EXTRACT ▸
▬▬▬▬▬▬▬▬▬▬
This maybe stalled? Anything we can do to unstall it?

Apologies for not leaving a note in this PR - I was distracted by other groupby improvements, and then took some time off.

I do think it is worthwhile (and easy) to add the shuffle approach to groupby aggregations. However, I would like to roll back any changes in this PR that use the shuffle algorithm automatically. My reasoning is that the shuffle algorithm is typically slower for larger-than-memory data, and so the user should probably need to opt in explicitly for now.

Side Note: I intend to submit something separate for larger-than-memory groupby aggregations that essentially closes the gap between the algorithms used by dask-dataframe and dask-cudf. It seems that the dask-cudf algorithm is typically more efficient for large-scale/large-memory data (but slower in most other cases). I am not completely sure of the reason for this yet, but I do know that one "low-hanging fruit" is that Dask will currently use sort=True (the pandas default) during intermediate aggregations, even if the global setting is sort=False.

ian-r-rose · 2022-08-16T15:19:00Z

I did some experiments on this PR yesterday to try to draw out a bit more when using a shuffle-based approach is a good idea (warning: highly-faceted charts incoming to capture multiple dimensions). I ran a number of groupby-aggs on a ~60GiB timeseries-based dataset where I dialed the number of unique groups up and down to investigate the effects of cardinality on the outputs.

Rough code, based on @rjzamora's above :

@pytest.mark.parametrize("shuffle", [False, "tasks", "p2p"])
@pytest.mark.parametrize("n_groups", [1000, 10_000, 100_000, 1_000_000, 10_000_000])
@pytest.mark.parametrize("split_out", [1, 4, 8])
def test_groupby(groupby_client, split_out, n_groups, shuffle):
    ddf = timeseries_of_size(
        cluster_memory(groupby_client) // 4,
        id_maximum=n_groups,
    )
    print(len(ddf))
    agg = ddf.groupby("id").agg(
        {"x": "sum", "y": "mean"},
        split_every=16,  # Note that the default split_every is a bit small when split_out>1
        split_out=split_out,
        shuffle=shuffle,
    )
    wait(agg, groupby_client, 180)

Constants:

Overall dataset size (~60 GiB, ~650 million rows)
Overall dataset structure
Aggregation (sum/mean on some non-grouped-by columns)

Variables:

Shuffle method (False, "tasks", "p2p")
split_out: (1, 4, 8)
Number of unique groups (1e3, 1e4, 1e5, 1e6, 1e7, 1e8)

I ran the above on a 15-worker, 60 worker-thread, 240 GiB cluster on AWS, and tracked duration, peak memory usage, and average memory usage.

Duration

Peak memory

Average memory

So, some interpretation:

First of all, from a broad perspective, ACA-based groupbys/aggs (shuffle=False) are faster for low-cardinality (when groups << len(ddf)) cases with split_out=1. When split_out > 1, however, or when groups starts to approach the same order of magnitude as the dataframe length, then the story changes, and shuffle-based approaches start to win. The difference is not drastic for cases where they all fit nicely in memory. It's on the 20% level, which is nice!
▬▬▬▬▬▬▬▬▬▬
Stored items from a collection
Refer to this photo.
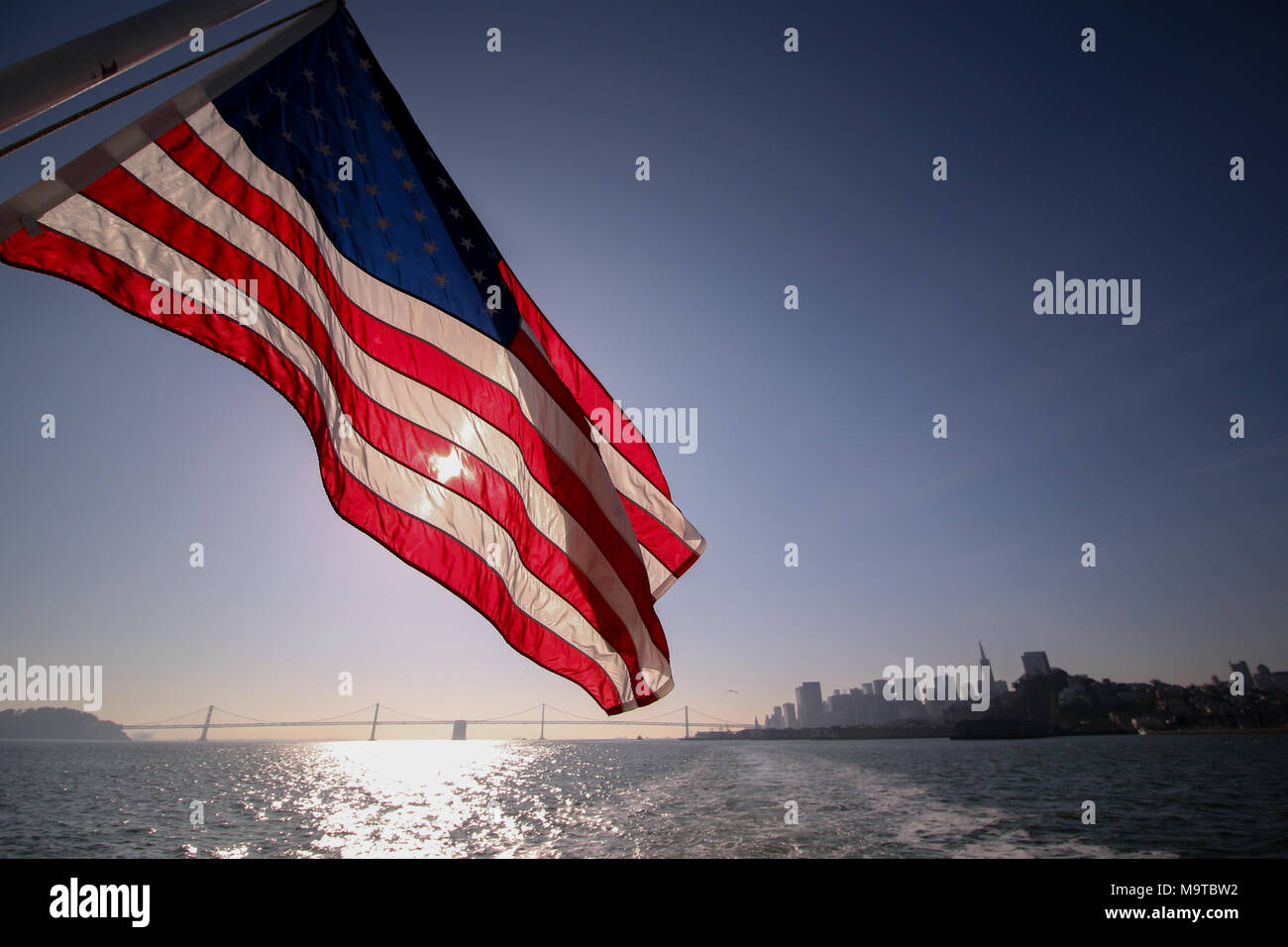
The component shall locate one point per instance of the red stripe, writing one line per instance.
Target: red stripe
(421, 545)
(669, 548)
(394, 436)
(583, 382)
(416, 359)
▬▬▬▬▬▬▬▬▬▬
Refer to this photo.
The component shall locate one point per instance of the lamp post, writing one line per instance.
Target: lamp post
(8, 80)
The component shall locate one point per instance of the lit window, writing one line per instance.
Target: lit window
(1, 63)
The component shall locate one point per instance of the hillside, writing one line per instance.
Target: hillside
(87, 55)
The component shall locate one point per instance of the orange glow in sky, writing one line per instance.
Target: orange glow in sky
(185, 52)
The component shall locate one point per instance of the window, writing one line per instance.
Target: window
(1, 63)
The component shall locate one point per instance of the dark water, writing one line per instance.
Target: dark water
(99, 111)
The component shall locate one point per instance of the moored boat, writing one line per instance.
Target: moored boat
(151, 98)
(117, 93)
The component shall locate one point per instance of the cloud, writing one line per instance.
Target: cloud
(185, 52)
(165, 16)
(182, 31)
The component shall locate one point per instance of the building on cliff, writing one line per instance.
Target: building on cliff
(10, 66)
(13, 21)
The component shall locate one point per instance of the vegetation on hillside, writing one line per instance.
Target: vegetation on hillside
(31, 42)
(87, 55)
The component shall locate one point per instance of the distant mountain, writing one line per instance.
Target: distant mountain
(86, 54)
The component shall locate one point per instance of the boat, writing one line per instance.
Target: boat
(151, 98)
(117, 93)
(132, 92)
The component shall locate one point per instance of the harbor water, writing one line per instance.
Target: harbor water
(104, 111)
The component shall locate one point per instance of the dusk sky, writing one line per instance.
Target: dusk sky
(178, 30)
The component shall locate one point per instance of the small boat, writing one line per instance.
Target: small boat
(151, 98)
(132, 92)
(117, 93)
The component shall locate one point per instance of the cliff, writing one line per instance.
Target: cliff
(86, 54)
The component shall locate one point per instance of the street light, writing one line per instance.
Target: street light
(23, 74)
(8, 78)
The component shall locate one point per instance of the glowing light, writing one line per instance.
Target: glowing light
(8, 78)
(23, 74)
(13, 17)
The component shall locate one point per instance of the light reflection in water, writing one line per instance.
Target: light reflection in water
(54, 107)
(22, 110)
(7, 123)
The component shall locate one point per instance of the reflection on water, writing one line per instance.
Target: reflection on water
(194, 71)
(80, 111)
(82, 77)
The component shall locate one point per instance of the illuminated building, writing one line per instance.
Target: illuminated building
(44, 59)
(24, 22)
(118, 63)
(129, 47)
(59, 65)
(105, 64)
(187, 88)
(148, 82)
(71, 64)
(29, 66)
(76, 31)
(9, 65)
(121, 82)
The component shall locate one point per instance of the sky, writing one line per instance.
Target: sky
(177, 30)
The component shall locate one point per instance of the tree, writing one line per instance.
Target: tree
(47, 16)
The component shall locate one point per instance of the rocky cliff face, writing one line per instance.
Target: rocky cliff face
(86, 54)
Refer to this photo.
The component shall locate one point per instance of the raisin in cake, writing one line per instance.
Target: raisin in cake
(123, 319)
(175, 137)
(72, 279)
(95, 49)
▬▬▬▬▬▬▬▬▬▬
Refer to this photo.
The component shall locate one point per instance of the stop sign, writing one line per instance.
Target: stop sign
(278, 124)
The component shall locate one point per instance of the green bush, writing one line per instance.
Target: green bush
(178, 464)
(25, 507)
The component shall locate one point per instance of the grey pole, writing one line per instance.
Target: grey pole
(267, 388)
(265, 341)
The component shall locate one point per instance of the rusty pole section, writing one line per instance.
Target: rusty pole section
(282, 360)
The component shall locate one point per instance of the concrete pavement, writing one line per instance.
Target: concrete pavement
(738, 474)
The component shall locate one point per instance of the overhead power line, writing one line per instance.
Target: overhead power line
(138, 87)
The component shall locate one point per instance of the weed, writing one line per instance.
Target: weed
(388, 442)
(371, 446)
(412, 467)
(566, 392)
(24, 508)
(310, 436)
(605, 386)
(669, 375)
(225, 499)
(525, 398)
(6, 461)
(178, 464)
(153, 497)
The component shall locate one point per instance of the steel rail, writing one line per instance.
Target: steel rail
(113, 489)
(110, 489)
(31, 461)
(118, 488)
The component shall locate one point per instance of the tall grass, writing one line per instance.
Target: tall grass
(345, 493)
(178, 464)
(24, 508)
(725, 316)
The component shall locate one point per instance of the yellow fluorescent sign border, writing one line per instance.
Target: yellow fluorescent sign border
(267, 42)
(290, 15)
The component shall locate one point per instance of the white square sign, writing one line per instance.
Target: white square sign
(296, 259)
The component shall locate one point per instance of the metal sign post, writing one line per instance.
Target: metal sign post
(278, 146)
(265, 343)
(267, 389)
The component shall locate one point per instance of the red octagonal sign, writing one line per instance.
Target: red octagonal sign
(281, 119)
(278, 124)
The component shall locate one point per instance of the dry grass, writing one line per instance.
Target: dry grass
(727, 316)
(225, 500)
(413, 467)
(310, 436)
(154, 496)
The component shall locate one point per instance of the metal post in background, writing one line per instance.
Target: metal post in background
▬▬▬▬▬▬▬▬▬▬
SHORT EXERCISE A ▸ Find each line in the records that contains the string "steel", and copy those lines. Case counts.
SHORT EXERCISE B ▸ Write what comes next in the thread about shuffle-based groupby aggregations in Dask, starting after its final sentence.

WRITTEN REPLY A ▸
The component shall locate one point per instance of the steel rail, writing one line per instance.
Target: steel rail

WRITTEN REPLY B ▸
However: ACA-based groupby-aggs start to fall over pretty dramatically for high-cardinality cases because the last few partitions are really large and can knock over workers. This worker-killing is not super visible in the average/peak memory charts, as those are cluster-wide, rather than an acute problem on one or a few workers. But this worker-killing predictable, and it's easy to see there is a problem in the duration charts for the 1e8 case. Normally, the advice here would be to tune split_out, but it's also easy to see in the duration and memory charts that higher split_out for ACA-based groupby/aggs run into their own problems with due to the much more complex graphs with more intermediate results in memory. So that's not a hugely satisfying approach for this case.

There is also some useful structure in the memory charts as well. As @rjzamora mentioned above: task-based shuffling generally has worse memory usage than ACA-based grouby/agg. But in the high-cardinality case, that advantage disappears. So at least in that case, I think we can call it an unambiguous win. Also, it's very nice to see that p2p shuffling does indeed have roughly constant memory usage, beating the other two hands-down in the high-cardinality cases.

TL;DR

This largely confirms @rjzamora's points above and in conversations I've had with him:

ACA-based groupby/aggs do fine for low-cardinality cases (say, where the number of groups is less than a few percent of the dataframe size).
Once the cardinality gets larger, it does indeed make sense to start using the shuffle-based algorithm. To me, the range where split_out > 1 and where it's still better to use ACA looks pretty darn narrow. A rule of thumb where shuffle is on-by-default when split_out>1 doesn't sound like the worst idea in the world to me.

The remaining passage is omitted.